*Your objective*. Please convert the records below into a Markdown table with the columns Row and Line, starting at the line that contains "Q: In the photo above, mark the ceiling fan with" and ending at the line that contains "x=242, y=321", both included. Number each row and leave out blank lines.

*Rows*.
***
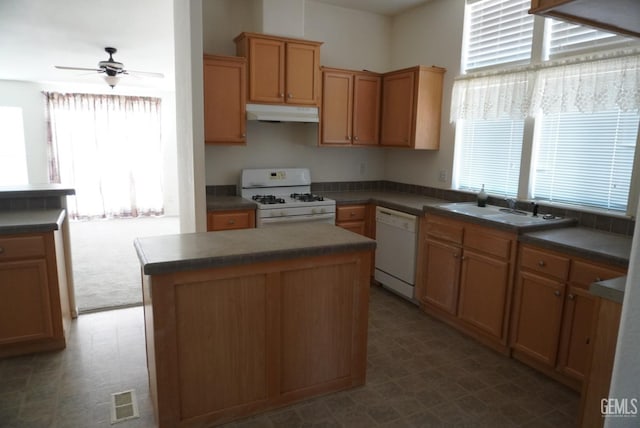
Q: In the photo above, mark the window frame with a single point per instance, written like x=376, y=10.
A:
x=526, y=175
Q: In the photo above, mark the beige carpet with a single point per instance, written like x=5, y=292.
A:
x=105, y=265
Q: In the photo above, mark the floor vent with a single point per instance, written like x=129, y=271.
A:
x=124, y=406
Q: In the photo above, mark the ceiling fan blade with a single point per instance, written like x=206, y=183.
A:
x=145, y=73
x=61, y=67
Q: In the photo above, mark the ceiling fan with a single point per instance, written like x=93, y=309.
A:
x=112, y=69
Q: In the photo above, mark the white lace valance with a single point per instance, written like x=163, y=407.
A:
x=492, y=97
x=588, y=86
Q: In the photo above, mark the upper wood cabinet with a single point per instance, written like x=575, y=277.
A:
x=618, y=16
x=224, y=99
x=350, y=107
x=281, y=70
x=411, y=108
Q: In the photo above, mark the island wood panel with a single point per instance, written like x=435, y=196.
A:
x=25, y=312
x=317, y=325
x=221, y=342
x=170, y=301
x=34, y=305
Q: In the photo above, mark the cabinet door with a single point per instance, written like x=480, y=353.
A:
x=366, y=110
x=337, y=107
x=354, y=226
x=483, y=292
x=224, y=100
x=538, y=313
x=397, y=109
x=25, y=311
x=303, y=73
x=441, y=276
x=575, y=343
x=230, y=220
x=266, y=70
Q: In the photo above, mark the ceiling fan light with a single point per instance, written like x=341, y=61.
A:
x=111, y=80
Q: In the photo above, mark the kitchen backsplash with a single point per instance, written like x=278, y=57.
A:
x=607, y=223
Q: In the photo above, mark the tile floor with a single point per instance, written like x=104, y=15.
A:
x=421, y=373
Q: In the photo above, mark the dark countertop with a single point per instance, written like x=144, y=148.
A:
x=406, y=202
x=591, y=244
x=192, y=251
x=30, y=221
x=560, y=235
x=225, y=203
x=611, y=289
x=35, y=190
x=494, y=216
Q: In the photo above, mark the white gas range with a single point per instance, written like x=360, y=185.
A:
x=284, y=196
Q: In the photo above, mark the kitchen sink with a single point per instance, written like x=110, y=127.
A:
x=513, y=211
x=502, y=215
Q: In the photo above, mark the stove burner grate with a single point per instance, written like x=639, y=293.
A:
x=306, y=197
x=267, y=199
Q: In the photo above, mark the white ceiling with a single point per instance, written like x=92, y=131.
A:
x=382, y=7
x=35, y=35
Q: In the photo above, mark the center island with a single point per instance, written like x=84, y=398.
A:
x=242, y=321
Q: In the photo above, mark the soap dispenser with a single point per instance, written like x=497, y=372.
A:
x=482, y=197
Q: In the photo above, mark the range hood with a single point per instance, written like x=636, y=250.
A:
x=281, y=113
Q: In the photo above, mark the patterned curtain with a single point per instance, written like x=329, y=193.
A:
x=107, y=147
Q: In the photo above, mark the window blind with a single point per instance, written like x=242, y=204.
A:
x=497, y=32
x=564, y=38
x=489, y=154
x=585, y=159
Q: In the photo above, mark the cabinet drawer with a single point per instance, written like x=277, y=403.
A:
x=444, y=230
x=584, y=273
x=546, y=263
x=231, y=220
x=351, y=213
x=21, y=247
x=486, y=242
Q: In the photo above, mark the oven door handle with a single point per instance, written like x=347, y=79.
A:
x=298, y=218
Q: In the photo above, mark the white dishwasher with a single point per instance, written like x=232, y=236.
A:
x=396, y=251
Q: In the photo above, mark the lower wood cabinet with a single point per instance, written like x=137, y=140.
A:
x=357, y=218
x=34, y=308
x=466, y=277
x=232, y=219
x=553, y=312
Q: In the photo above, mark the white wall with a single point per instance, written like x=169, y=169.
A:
x=428, y=35
x=28, y=96
x=352, y=39
x=291, y=145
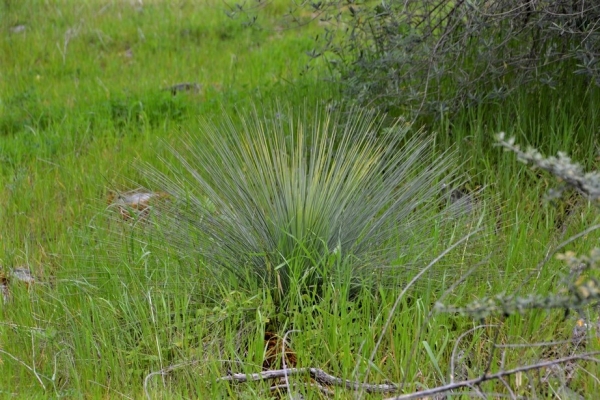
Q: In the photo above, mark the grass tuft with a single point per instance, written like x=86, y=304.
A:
x=295, y=201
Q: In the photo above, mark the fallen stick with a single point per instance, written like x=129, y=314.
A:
x=324, y=378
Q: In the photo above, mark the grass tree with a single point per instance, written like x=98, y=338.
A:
x=298, y=200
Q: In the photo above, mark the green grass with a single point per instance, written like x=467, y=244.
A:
x=82, y=103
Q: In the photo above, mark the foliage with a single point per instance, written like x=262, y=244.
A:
x=295, y=201
x=437, y=56
x=581, y=285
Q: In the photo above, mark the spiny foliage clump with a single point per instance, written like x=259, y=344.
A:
x=580, y=287
x=294, y=201
x=432, y=57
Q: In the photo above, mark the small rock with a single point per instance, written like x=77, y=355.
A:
x=18, y=29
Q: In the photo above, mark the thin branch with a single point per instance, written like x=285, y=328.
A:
x=317, y=374
x=488, y=377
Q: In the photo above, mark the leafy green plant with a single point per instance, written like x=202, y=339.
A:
x=296, y=202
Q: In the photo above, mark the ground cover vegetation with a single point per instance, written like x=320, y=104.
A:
x=190, y=187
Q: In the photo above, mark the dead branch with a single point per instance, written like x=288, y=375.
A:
x=323, y=378
x=317, y=374
x=488, y=377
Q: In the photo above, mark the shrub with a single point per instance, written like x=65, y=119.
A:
x=429, y=57
x=295, y=201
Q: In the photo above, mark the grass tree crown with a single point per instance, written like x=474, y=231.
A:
x=294, y=199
***
*In response*.
| Row | Line |
|---|---|
| 1 | Q: In the photo above, mark the ceiling fan with a single point per instance, written like x=93, y=309. |
| 2 | A: |
| 3 | x=112, y=69 |
| 4 | Q: In the photo above, mark the white lace valance with a single point per instance, written like x=163, y=407. |
| 5 | A: |
| 6 | x=492, y=97 |
| 7 | x=588, y=86 |
| 8 | Q: In the photo above, mark the upper wood cabinet with a single point per instance, written like x=575, y=277. |
| 9 | A: |
| 10 | x=618, y=16 |
| 11 | x=224, y=99 |
| 12 | x=350, y=107 |
| 13 | x=281, y=70 |
| 14 | x=411, y=108 |
| 15 | Q: In the photo above, mark the island wood panel with a single point per instance, written like x=435, y=196. |
| 16 | A: |
| 17 | x=25, y=312 |
| 18 | x=317, y=325 |
| 19 | x=221, y=342 |
| 20 | x=170, y=301 |
| 21 | x=34, y=305 |
| 22 | Q: In the photo above, mark the cabinet door with a single point per instance, written like x=480, y=353. |
| 23 | A: |
| 24 | x=366, y=110 |
| 25 | x=337, y=107 |
| 26 | x=354, y=226 |
| 27 | x=483, y=292 |
| 28 | x=224, y=100 |
| 29 | x=538, y=313 |
| 30 | x=397, y=109 |
| 31 | x=25, y=311 |
| 32 | x=303, y=73 |
| 33 | x=441, y=276 |
| 34 | x=575, y=343 |
| 35 | x=230, y=220 |
| 36 | x=266, y=70 |
| 37 | Q: In the photo above, mark the ceiling fan light with a single point per instance, written like x=341, y=61. |
| 38 | A: |
| 39 | x=111, y=80 |
| 40 | Q: In the photo above, mark the kitchen backsplash with a single point per instance, written like x=278, y=57. |
| 41 | A: |
| 42 | x=607, y=223 |
| 43 | Q: In the photo above, mark the tile floor with a single point per instance, written like x=104, y=15. |
| 44 | A: |
| 45 | x=421, y=373 |
| 46 | Q: In the photo above, mark the dark countertop with a single point per instance, written like x=144, y=148. |
| 47 | A: |
| 48 | x=406, y=202 |
| 49 | x=591, y=244 |
| 50 | x=192, y=251 |
| 51 | x=30, y=221 |
| 52 | x=560, y=235 |
| 53 | x=225, y=203 |
| 54 | x=611, y=289 |
| 55 | x=35, y=190 |
| 56 | x=494, y=216 |
| 57 | Q: In the photo above, mark the white gas range with a single point per instance, written like x=360, y=185. |
| 58 | A: |
| 59 | x=284, y=196 |
| 60 | Q: In the photo above, mark the kitchen sink with a single point per instance, written like x=110, y=127. |
| 61 | A: |
| 62 | x=513, y=211 |
| 63 | x=502, y=215 |
| 64 | Q: In the photo above, mark the stove burner grate with a single point per instance, written like x=639, y=293. |
| 65 | A: |
| 66 | x=306, y=197 |
| 67 | x=267, y=199 |
| 68 | Q: In the photo above, mark the white ceiling with a single point per instance, written like x=92, y=131. |
| 69 | A: |
| 70 | x=382, y=7 |
| 71 | x=35, y=35 |
| 72 | Q: In the photo above, mark the center island with a single point per instance, written like x=84, y=398. |
| 73 | A: |
| 74 | x=242, y=321 |